Tasks to complete:
(1) In the COVID-19 text, about how close do people have to be for close contact?
(2) Rewrite the COVID-19 text starting with "The symptoms of" and going on through "a face mask?", replacing "supportive care" with "symptom management".

If you have traveled to a community that has been impacted by COVID-19 in the past 14 days AND have a fever, cough, or difficulty breathing, you should seek medical attention. Contact your healthcare provider before you go to tell them about your symptoms and recent travel history.
How is COVID-19 spread?
There is still much to learn about how this novel coronavirus is spread. It is thought to spread between people who are in close contact (within about 6 feet), and through respiratory droplets produced when an infected coughs or sneezes.
What are the symptoms?
The symptoms of COVID-19 are fever, cough, and shortness of breath. It is important to remember that these symptoms are common in many illnesses like the flu and common cold.
At this time there are no vaccines, cures, or preventative products for COVID-19. Treatment for COVID-19 is limited to supportive care, similar to other respiratory viruses that are encountered.
Should I be wearing a face mask?
Face masks are NOT recommended to protect yourself from COVID-19. Here’s why:
- Most face masks are not adequate protection against a respiratory virus.
- Most individuals do not know how to properly use a face mask in order to protect themselves from disease.
- Using a face mask will only give you a false sense of security and make it easy to forget other, more effective forms of disease prevention like social distancing and hand washing.

Extracted records:
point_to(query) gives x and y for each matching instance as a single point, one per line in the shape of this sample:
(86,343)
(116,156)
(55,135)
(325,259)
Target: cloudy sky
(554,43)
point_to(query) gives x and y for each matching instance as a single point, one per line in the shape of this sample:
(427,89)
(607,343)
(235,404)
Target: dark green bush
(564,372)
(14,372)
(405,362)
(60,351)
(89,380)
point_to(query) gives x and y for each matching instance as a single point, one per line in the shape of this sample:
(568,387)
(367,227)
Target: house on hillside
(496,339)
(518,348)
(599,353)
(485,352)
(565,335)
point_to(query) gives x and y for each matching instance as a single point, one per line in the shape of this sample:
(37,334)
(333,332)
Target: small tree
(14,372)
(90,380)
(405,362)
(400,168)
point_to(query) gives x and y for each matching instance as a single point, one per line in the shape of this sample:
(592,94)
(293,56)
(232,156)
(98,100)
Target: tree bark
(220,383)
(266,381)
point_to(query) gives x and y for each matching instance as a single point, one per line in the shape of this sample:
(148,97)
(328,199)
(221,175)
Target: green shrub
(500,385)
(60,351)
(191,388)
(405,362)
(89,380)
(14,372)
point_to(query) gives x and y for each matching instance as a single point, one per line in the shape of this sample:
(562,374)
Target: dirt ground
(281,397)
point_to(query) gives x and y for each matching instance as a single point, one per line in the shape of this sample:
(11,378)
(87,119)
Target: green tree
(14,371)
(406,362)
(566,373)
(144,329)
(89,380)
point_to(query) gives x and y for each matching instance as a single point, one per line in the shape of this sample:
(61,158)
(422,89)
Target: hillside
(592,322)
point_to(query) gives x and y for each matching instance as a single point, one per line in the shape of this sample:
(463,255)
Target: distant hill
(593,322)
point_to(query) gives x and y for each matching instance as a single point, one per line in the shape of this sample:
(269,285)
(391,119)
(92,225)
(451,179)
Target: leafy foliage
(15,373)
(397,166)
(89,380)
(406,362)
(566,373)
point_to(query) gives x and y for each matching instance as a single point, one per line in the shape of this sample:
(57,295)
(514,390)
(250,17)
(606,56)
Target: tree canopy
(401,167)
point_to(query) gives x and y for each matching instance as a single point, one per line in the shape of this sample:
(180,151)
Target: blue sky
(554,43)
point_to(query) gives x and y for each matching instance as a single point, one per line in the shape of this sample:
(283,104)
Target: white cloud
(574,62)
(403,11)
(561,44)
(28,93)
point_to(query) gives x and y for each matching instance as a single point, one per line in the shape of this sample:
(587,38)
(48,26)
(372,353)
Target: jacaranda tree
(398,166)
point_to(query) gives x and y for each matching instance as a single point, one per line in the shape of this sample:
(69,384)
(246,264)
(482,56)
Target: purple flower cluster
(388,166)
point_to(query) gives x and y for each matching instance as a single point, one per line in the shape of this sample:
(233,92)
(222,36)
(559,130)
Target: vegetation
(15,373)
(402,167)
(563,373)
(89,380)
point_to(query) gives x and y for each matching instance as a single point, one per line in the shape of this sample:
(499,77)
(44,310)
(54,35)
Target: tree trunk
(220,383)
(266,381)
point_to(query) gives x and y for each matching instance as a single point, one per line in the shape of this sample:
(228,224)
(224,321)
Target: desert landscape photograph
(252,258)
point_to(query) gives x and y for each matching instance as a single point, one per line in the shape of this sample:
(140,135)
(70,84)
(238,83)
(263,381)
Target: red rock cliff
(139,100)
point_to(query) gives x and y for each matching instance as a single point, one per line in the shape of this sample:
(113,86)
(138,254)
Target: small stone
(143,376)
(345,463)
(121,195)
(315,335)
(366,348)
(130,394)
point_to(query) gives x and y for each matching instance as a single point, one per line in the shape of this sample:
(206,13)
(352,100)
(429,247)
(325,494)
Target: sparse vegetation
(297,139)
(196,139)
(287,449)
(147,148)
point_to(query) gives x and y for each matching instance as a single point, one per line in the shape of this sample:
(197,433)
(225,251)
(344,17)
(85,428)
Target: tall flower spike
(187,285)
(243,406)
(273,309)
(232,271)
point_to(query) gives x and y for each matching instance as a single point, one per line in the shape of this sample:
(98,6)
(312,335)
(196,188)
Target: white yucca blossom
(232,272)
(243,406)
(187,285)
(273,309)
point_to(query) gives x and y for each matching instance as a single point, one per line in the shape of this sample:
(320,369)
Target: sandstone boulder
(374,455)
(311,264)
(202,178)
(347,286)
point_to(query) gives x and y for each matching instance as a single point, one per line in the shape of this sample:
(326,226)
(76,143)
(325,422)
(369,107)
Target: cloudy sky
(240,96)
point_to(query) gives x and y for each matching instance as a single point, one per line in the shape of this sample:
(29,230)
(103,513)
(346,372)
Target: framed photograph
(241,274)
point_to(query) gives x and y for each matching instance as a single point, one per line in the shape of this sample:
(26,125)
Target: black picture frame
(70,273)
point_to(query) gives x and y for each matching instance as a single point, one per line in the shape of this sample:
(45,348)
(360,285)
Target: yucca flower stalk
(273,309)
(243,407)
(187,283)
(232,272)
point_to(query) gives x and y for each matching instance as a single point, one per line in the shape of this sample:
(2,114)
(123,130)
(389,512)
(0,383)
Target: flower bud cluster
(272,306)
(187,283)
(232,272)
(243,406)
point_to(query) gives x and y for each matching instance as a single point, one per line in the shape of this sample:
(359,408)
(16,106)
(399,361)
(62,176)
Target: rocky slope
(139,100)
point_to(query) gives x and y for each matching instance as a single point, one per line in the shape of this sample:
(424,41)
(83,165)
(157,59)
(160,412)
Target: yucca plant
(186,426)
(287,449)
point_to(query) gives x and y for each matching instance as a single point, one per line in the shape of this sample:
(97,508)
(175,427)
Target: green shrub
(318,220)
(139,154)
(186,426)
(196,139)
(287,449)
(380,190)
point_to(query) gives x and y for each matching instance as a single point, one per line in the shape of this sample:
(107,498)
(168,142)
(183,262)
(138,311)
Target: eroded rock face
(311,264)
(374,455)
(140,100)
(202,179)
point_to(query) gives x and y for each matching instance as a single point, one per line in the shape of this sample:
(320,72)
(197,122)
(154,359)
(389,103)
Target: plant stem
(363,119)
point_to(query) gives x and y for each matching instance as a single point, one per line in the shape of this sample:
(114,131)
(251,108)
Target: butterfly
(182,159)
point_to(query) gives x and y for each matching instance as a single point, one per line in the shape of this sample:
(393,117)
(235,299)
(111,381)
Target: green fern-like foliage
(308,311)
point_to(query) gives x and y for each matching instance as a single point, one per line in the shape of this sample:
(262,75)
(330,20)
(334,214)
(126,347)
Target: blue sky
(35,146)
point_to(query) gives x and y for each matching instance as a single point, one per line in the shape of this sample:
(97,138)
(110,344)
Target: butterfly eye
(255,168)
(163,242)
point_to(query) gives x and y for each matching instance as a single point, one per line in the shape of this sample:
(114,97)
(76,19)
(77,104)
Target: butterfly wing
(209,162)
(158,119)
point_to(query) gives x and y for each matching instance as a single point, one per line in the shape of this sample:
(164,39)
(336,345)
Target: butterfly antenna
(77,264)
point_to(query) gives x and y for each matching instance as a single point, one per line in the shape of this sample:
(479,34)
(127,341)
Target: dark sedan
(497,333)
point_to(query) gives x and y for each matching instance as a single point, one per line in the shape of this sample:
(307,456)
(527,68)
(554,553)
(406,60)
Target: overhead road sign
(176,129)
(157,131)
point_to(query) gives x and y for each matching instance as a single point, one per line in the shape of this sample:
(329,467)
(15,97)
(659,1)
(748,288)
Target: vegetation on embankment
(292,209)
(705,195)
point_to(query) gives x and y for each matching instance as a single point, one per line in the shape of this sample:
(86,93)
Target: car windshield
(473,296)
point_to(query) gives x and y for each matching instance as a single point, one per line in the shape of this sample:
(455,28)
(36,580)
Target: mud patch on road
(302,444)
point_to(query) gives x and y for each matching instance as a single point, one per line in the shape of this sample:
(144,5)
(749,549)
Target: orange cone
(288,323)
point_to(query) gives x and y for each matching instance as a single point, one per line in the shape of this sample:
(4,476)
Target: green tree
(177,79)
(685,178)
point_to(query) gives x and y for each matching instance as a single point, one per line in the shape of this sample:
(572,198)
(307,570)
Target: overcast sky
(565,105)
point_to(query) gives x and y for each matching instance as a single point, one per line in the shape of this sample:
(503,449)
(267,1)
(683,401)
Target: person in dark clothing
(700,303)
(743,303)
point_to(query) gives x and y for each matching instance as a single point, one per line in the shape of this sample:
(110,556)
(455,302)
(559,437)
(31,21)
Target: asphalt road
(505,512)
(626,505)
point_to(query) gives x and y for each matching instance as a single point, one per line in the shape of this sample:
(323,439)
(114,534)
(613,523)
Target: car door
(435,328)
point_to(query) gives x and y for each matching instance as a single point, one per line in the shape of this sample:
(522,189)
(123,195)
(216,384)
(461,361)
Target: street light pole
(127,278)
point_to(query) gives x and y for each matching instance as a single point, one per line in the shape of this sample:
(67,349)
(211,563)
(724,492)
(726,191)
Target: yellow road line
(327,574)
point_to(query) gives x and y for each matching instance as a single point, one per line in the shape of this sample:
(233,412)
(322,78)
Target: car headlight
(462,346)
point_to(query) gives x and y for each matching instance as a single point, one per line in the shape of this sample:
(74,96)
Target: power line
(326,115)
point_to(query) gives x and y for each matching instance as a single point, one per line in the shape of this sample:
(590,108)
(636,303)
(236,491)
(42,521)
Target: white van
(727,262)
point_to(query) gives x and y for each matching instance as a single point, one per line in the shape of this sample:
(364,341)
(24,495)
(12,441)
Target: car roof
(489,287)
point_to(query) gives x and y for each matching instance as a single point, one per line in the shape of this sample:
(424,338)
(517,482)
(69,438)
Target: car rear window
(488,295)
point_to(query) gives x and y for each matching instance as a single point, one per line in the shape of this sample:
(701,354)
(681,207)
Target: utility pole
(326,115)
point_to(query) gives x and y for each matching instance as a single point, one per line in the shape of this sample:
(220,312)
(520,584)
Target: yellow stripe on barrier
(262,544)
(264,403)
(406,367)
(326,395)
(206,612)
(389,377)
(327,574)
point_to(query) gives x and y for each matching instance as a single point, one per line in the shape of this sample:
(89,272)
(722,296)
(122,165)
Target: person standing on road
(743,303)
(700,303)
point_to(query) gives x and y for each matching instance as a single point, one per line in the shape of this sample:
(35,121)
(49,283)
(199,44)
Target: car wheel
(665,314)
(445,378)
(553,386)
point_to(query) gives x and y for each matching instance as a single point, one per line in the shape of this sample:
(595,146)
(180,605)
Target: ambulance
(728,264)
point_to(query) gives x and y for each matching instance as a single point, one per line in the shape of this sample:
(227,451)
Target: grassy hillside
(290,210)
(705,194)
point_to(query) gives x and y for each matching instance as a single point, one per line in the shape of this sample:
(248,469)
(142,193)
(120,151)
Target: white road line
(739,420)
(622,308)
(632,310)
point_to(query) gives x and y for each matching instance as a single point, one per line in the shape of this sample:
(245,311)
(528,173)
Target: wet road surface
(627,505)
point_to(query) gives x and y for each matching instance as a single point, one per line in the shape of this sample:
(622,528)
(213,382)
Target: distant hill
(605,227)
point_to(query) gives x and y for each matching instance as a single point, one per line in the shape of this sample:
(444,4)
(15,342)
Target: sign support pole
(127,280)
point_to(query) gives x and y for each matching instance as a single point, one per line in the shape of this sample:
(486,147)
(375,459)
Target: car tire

Your responses:
(1) Within about 6 feet.

(2)
The symptoms of COVID-19 are fever, cough, and shortness of breath. It is important to remember that these symptoms are common in many illnesses like the flu and common cold.
At this time there are no vaccines, cures, or preventative products for COVID-19. Treatment for COVID-19 is limited to symptom management, similar to other respiratory viruses that are encountered.
Should I be wearing a face mask?